Instructions for the task: Your task is to repeat each record verbatim, exactly as it was written.

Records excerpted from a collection

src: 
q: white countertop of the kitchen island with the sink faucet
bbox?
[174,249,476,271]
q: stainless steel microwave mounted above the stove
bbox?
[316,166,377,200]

Written solution:
src: 
q: white countertop of the kitchen island with the sink faucet
bbox?
[174,249,476,271]
q: stainless steel microwave mounted above the stove
bbox?
[316,166,377,200]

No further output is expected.